What is being asked: Go through the records and copy each line where the word "scroll" occurs.

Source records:

**********

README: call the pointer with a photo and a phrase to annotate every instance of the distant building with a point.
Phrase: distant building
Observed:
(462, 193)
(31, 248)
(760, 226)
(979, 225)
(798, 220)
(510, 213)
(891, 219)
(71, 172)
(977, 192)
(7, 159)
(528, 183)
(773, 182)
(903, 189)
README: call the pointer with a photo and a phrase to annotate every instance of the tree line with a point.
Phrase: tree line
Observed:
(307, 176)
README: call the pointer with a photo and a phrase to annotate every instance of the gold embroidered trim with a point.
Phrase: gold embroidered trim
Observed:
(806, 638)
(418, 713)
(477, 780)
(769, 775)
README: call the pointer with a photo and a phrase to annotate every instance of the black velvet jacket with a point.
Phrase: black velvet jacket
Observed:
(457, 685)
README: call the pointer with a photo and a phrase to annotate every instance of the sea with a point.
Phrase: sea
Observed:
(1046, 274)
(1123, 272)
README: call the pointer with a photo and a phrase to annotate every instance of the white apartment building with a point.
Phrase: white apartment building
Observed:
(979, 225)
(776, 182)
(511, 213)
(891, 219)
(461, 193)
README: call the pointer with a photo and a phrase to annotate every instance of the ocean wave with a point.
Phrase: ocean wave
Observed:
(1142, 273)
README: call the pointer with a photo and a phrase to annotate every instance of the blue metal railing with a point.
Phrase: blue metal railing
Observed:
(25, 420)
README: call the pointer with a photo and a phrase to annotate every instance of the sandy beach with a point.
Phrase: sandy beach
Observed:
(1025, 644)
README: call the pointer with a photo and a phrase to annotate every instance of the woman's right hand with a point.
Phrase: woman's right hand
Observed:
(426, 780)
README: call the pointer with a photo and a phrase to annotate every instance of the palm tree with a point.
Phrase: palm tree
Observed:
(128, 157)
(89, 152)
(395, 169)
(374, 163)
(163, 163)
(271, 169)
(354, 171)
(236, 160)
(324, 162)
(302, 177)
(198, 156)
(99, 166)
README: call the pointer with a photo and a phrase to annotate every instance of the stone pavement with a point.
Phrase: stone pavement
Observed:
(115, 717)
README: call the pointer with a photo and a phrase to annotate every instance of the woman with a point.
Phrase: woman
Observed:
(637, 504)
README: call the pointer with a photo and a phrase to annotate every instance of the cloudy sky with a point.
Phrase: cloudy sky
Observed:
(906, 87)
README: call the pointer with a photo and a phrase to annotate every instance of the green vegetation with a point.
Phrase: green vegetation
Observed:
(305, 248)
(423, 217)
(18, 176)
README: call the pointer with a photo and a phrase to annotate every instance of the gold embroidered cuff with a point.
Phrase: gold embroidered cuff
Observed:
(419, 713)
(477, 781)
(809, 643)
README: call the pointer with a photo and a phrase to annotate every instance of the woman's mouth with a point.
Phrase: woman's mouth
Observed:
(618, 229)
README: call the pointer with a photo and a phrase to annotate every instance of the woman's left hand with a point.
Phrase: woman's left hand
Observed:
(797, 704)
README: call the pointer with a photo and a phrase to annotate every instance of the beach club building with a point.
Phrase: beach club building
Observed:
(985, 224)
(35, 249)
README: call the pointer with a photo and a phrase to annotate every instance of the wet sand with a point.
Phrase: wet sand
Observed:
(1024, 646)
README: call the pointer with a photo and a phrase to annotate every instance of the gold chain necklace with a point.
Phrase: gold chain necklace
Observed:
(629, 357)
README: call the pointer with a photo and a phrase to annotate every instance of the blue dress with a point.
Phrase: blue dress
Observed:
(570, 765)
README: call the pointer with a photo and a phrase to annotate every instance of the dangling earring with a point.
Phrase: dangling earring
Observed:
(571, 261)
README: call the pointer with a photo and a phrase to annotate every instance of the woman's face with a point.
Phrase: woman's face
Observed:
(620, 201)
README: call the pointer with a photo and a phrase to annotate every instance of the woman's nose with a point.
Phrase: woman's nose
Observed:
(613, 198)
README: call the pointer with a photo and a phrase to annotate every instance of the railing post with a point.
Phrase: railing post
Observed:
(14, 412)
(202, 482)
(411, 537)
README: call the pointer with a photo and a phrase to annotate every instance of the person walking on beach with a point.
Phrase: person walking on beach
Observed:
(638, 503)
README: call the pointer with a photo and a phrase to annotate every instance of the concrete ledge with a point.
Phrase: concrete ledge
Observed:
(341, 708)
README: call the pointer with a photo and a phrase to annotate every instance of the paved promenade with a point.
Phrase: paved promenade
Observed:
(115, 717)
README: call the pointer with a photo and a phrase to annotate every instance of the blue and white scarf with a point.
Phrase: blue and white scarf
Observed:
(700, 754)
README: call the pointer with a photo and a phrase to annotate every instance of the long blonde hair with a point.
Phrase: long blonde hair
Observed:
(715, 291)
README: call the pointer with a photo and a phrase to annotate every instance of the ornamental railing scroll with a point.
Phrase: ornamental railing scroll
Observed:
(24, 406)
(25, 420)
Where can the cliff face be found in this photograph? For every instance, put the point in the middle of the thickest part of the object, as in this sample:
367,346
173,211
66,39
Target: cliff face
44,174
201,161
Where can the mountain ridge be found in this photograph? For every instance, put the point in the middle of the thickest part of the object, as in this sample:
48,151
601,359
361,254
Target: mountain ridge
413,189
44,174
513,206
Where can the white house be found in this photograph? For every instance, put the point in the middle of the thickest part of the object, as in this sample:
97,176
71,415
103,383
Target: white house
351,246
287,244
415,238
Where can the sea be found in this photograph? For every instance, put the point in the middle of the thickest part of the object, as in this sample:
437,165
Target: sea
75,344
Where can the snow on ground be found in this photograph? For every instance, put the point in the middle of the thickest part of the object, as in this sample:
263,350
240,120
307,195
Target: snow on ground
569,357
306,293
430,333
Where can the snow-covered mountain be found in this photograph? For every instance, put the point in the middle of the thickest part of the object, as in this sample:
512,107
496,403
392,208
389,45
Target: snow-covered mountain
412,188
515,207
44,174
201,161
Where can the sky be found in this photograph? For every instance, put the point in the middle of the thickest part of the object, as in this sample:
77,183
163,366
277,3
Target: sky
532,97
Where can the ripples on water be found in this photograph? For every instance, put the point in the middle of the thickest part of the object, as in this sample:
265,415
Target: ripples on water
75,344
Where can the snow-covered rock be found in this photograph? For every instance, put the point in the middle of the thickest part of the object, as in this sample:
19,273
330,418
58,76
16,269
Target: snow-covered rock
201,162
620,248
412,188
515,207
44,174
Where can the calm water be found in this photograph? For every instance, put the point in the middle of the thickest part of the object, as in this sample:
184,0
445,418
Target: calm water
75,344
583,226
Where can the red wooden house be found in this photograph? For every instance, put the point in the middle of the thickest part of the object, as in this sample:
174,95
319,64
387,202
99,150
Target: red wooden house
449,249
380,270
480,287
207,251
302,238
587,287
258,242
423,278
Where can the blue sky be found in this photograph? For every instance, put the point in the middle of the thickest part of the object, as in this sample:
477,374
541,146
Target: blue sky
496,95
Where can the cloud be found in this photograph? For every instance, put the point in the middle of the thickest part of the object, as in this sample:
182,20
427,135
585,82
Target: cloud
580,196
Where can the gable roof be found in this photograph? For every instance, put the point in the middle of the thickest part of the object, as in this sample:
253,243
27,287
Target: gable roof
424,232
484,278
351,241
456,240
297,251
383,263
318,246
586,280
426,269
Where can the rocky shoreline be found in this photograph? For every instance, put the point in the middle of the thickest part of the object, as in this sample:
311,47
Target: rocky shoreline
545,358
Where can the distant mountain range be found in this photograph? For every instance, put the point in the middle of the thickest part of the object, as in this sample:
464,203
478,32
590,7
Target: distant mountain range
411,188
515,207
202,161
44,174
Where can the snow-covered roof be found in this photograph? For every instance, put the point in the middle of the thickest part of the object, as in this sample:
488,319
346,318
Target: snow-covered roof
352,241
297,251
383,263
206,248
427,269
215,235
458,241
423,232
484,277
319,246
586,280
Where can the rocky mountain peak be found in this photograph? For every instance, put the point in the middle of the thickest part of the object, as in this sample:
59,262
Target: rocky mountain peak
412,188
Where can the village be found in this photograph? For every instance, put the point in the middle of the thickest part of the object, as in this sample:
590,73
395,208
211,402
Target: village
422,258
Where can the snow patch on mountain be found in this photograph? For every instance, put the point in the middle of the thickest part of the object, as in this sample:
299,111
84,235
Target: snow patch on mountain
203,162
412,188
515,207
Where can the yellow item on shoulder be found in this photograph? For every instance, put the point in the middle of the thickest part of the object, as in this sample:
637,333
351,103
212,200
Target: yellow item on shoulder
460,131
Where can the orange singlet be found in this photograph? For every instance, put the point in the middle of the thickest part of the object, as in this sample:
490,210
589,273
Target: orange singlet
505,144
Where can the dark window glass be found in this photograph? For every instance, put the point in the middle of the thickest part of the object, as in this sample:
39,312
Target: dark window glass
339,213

**********

Result of the exercise:
README: call the pointer with a photo and a phrase to annotate every instance of the ornamental railing scroll with a point.
Phrase: ornamental railing scroll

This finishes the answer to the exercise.